* _Exercise requirements_
Pictures aside, repeat every entry exactly.

[Position identification records]
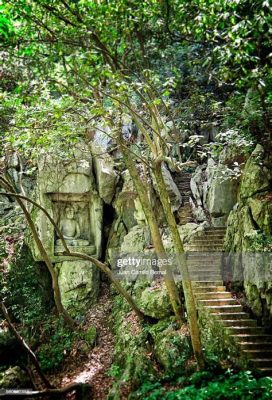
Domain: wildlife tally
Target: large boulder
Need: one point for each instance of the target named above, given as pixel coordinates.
(249, 235)
(261, 211)
(135, 241)
(222, 196)
(14, 378)
(155, 302)
(79, 284)
(172, 347)
(8, 347)
(106, 177)
(256, 177)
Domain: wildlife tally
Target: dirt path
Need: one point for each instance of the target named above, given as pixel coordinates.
(93, 367)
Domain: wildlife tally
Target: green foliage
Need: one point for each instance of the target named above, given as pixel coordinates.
(58, 341)
(260, 242)
(219, 348)
(24, 290)
(204, 386)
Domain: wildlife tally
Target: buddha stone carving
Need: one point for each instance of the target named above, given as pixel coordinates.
(70, 229)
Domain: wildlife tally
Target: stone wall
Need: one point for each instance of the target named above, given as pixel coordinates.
(249, 230)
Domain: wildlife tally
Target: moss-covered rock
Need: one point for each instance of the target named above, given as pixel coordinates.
(172, 347)
(249, 234)
(256, 176)
(14, 378)
(155, 302)
(90, 335)
(79, 284)
(132, 363)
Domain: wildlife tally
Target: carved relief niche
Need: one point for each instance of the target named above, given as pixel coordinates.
(72, 213)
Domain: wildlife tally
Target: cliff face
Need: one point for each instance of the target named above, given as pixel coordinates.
(249, 230)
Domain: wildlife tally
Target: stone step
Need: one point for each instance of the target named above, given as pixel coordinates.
(209, 289)
(218, 302)
(239, 322)
(232, 315)
(266, 371)
(246, 330)
(213, 248)
(205, 256)
(258, 353)
(262, 362)
(204, 268)
(257, 345)
(215, 228)
(213, 295)
(225, 308)
(199, 264)
(197, 284)
(252, 338)
(198, 277)
(206, 241)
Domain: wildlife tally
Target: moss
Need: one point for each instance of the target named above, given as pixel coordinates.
(218, 345)
(90, 335)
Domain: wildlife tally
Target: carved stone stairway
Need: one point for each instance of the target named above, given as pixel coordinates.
(204, 263)
(182, 180)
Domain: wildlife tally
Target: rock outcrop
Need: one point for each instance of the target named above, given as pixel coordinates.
(249, 231)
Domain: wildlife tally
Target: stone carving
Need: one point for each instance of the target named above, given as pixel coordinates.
(70, 229)
(73, 219)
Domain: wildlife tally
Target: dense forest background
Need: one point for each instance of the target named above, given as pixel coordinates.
(122, 108)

* _Solution for this problem_
Domain: wildlife tally
Target: large boulder
Need: one point for each instance of the target named above, given as pixel coordinates.
(249, 235)
(261, 211)
(135, 241)
(222, 196)
(14, 378)
(155, 302)
(79, 284)
(172, 347)
(8, 347)
(106, 177)
(256, 177)
Domain: wildlife tally
Target: dirt path
Need: one point for each instance of the target named above, given as pixel coordinates.
(93, 367)
Domain: wildlife tally
Target: green foliage
Need: one point for each instance of the target named above, given as pixel coordinates.
(58, 341)
(260, 242)
(219, 348)
(24, 290)
(204, 386)
Domain: wildlife tally
Target: buddha stone carving
Need: one point for each instance of the target named above, given as pixel coordinates.
(70, 229)
Domain: wildlife tally
Target: stone wall
Need: one point for each instance of the target named above, given as pixel coordinates.
(249, 230)
Domain: wildlife tally
Target: moss-covered rock
Need: one point for each instance of the target named above, given as pixel coordinates.
(172, 347)
(249, 234)
(256, 176)
(14, 378)
(155, 302)
(90, 335)
(79, 284)
(132, 363)
Domain: wildlife tally
Target: carved relief niche
Need: one point for each instance of the target named above, given as pixel coordinates.
(72, 213)
Domain: wildlife tally
Target: cliff face
Need: one point for each instance of the target named above, given as pixel coordinates.
(249, 230)
Domain: wildlife tally
Target: stone step
Need: one point for each instance of the target named above, given as pixel coordinates.
(209, 289)
(218, 302)
(239, 322)
(232, 315)
(266, 371)
(246, 330)
(213, 248)
(205, 256)
(258, 353)
(262, 362)
(204, 268)
(257, 345)
(215, 228)
(213, 295)
(225, 308)
(199, 264)
(197, 284)
(252, 338)
(198, 277)
(206, 241)
Domain: wildlife tally
Target: moss
Need: one point for each instance of the target named above, given as pixel coordinates.
(218, 345)
(90, 335)
Domain: wildlife tally
Target: carved stone stairway
Need: one point for each instance of the target named above, given as pixel coordinates.
(204, 263)
(182, 180)
Domain: wildlife tally
Target: rock outcrop
Need: one point for each instance of the target named above, given as pixel coordinates.
(249, 231)
Domain: wildlife tally
Target: stone carving
Need: one point for each instance of the target named above, given as pixel coordinates.
(70, 229)
(73, 219)
Domain: wildlife tally
Target: dense forest background
Need: one point for each instance of the target named above, given as pixel coordinates.
(122, 108)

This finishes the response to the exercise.